------ Excerpted text
Quantum physics: What is really real?
A wave of experiments is probing the root of quantum
weirdness.
By Zeeya Merali
Nature News & Comment
nature.com
Wednesday, May 20, 2015
[Caption] An experiment showing that oil droplets can be
propelled across a fluid bath by the waves they generate
has prompted physicists to reconsider the idea that
something similar allows particles to behave like waves.
Dan Harris/MIT
Owen Maroney worries that physicists have spent the
better part of a century engaging in fraud.
Ever since they invented quantum theory in the early
1900s, explains Maroney, who is himself a physicist at
the University of Oxford, UK, they have been talking
about how strange it is - how it allows particles and
atoms to move in many directions at once, for example, or
to spin clockwise and anticlockwise simultaneously. But
talk is not proof, says Maroney. "If we tell the public
that quantum theory is weird, we better go out and test
that's actually true," he says. "Otherwise we're not
doing science, we're just explaining some funny squiggles
on a blackboard."
It is this sentiment that has led Maroney and others to
develop a new series of experiments to uncover the nature
of the wavefunction - the mysterious entity that lies at
the heart of quantum weirdness. On paper, the
wavefunction is simply a mathematical object that
physicists denote with the Greek letter psi (?) - one of
Maroney's funny squiggles - and use to describe a
particle's quantum behaviour. Depending on the
experiment, the wavefunction allows them to calculate the
probability of observing an electron at any particular
location, or the chances that its spin is oriented up or
down. But the mathematics shed no light on what a
wavefunction truly is. Is it a physical thing? Or just a
calculating tool for handling an observer's ignorance
about the world?
The tests being used to work that out are extremely
subtle, and have yet to produce a definitive answer. But
researchers are optimistic that a resolution is close. If
so, they will finally be able to answer questions that
have lingered for decades. Can a particle really be in
many places at the same time? Is the Universe continually
dividing itself into parallel worlds, each with an
alternative version of ourselves? Is there such a thing
as an objective reality at all?
------------
------ Dataset extract
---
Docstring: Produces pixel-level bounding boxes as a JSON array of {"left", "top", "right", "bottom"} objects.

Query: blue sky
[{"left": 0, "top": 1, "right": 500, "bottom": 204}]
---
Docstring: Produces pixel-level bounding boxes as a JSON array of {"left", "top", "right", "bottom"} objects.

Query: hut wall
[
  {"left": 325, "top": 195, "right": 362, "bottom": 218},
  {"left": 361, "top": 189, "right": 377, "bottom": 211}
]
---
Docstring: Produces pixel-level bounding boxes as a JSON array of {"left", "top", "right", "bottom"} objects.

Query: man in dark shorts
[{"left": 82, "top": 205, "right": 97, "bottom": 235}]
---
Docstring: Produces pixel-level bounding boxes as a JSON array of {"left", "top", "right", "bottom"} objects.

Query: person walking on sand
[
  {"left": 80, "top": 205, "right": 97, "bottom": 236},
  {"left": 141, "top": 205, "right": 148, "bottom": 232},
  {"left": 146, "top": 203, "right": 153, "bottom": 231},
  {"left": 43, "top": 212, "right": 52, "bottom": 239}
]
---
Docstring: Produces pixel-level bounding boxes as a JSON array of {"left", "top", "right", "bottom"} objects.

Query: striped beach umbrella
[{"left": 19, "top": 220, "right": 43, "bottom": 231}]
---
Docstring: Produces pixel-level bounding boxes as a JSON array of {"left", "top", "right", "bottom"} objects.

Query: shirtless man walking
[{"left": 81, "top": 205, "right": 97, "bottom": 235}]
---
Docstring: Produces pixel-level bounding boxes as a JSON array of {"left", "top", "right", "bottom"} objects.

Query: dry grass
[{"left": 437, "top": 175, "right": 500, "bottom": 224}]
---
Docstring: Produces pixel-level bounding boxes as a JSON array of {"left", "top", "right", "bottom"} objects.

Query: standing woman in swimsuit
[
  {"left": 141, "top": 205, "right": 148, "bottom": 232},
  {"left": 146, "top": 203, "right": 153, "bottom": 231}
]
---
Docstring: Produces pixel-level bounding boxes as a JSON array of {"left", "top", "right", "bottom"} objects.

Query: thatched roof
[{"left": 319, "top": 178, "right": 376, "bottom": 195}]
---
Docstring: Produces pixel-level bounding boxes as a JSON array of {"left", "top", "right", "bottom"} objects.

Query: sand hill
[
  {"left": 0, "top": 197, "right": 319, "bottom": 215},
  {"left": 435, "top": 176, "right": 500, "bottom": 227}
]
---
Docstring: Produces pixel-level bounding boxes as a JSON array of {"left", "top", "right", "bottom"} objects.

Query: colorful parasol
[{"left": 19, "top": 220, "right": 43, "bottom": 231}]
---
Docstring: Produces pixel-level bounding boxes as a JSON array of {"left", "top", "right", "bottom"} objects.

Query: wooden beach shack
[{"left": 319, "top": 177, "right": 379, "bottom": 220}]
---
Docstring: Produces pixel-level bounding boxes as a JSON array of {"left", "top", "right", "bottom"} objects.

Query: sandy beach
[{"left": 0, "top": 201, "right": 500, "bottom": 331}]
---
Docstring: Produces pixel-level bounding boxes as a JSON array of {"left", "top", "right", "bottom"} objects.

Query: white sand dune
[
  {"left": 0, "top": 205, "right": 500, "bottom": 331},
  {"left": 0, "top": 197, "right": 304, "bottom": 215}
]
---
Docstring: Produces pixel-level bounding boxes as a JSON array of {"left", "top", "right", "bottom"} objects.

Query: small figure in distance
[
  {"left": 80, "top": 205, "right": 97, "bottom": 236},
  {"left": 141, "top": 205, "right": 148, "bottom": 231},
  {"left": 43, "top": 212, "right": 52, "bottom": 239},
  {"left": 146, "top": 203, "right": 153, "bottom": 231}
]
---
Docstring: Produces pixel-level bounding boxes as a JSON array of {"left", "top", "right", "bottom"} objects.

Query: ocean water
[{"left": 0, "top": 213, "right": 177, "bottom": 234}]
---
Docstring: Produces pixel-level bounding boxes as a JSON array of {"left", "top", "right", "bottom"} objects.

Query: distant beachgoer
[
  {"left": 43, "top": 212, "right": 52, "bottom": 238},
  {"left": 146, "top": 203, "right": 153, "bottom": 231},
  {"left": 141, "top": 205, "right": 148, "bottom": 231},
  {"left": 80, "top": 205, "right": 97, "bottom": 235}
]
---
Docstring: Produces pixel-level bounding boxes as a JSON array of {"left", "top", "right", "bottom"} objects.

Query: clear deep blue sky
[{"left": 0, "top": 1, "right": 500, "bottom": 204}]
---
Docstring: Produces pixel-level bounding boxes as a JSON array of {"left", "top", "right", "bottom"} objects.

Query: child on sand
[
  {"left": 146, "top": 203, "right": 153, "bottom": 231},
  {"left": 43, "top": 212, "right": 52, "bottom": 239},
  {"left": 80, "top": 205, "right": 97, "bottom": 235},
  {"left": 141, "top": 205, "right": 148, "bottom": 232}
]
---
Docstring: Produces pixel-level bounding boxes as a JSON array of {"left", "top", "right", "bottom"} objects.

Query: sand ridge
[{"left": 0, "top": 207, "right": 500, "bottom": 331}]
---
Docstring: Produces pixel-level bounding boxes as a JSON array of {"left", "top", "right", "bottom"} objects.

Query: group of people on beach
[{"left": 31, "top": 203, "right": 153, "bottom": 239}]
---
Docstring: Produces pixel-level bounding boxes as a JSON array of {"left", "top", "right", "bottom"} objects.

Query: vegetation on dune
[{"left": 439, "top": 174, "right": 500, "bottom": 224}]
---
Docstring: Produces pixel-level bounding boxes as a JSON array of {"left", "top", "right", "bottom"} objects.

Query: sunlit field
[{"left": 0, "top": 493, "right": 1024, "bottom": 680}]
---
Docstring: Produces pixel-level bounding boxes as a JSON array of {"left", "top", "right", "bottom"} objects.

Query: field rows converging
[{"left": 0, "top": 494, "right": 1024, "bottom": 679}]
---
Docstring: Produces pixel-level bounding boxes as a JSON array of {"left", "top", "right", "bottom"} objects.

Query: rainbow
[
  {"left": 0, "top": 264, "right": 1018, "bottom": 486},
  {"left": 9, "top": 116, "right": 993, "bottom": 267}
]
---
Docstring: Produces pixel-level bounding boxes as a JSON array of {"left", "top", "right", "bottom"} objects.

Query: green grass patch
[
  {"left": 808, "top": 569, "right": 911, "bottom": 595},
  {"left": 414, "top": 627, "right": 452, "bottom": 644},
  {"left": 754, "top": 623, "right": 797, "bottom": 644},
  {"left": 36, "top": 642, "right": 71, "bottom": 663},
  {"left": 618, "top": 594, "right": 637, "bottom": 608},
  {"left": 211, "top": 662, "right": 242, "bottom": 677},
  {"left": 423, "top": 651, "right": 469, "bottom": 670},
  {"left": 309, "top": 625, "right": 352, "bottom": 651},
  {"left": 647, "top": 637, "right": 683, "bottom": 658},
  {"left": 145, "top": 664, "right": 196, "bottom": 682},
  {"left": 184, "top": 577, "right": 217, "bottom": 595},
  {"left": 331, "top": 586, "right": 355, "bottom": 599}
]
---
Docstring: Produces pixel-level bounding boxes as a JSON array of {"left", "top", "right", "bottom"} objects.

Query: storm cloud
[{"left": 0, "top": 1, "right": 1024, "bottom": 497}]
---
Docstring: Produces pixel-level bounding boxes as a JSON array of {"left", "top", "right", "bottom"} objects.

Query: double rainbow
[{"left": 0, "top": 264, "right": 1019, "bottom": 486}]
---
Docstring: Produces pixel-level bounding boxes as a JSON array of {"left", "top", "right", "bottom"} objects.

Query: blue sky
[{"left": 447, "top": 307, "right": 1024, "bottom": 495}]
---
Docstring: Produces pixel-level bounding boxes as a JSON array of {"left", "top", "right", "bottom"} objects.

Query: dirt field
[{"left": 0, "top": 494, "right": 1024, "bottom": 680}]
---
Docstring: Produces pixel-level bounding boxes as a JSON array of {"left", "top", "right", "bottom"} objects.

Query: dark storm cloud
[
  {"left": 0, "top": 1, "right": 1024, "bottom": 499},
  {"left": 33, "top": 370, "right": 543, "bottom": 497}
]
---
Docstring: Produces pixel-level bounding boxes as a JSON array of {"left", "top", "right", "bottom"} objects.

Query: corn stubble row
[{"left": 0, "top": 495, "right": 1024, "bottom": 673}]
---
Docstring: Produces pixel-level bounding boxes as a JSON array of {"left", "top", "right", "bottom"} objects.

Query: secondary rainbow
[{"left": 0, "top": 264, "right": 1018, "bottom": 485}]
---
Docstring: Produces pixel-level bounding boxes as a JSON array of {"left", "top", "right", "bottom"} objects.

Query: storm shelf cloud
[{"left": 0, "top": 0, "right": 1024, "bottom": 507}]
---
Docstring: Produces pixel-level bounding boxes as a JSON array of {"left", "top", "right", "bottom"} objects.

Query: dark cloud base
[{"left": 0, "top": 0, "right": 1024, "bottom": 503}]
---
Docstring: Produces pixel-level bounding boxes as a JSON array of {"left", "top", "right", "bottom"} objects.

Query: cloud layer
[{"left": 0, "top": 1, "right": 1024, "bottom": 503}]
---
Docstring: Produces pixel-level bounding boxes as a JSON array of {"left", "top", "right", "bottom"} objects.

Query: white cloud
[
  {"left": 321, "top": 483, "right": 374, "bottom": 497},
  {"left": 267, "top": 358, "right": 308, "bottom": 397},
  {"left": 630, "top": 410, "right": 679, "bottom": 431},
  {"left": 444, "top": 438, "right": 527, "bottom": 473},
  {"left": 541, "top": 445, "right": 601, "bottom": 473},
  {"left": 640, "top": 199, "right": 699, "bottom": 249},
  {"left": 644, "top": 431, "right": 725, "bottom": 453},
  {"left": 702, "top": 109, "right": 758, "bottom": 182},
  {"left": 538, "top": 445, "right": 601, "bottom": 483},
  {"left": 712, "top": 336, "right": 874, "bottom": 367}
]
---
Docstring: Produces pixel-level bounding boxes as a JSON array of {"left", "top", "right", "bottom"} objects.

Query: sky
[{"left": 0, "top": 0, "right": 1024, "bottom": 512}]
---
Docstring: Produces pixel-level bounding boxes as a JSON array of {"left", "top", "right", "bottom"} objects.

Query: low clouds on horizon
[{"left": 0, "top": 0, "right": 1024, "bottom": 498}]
------------
** Problems **
A – In the quantum physics article, at which university does Owen Maroney work as a physicist?
B – Reproduce word for word the part of the quantum physics article starting at "Quantum physics: What" and ending at "engaging in fraud.".

** Exercise solutions **
A – The University of Oxford, UK.

B –
Quantum physics: What is really real?
A wave of experiments is probing the root of quantum
weirdness.
By Zeeya Merali
Nature News & Comment
nature.com
Wednesday, May 20, 2015
[Caption] An experiment showing that oil droplets can be
propelled across a fluid bath by the waves they generate
has prompted physicists to reconsider the idea that
something similar allows particles to behave like waves.
Dan Harris/MIT
Owen Maroney worries that physicists have spent the
better part of a century engaging in fraud.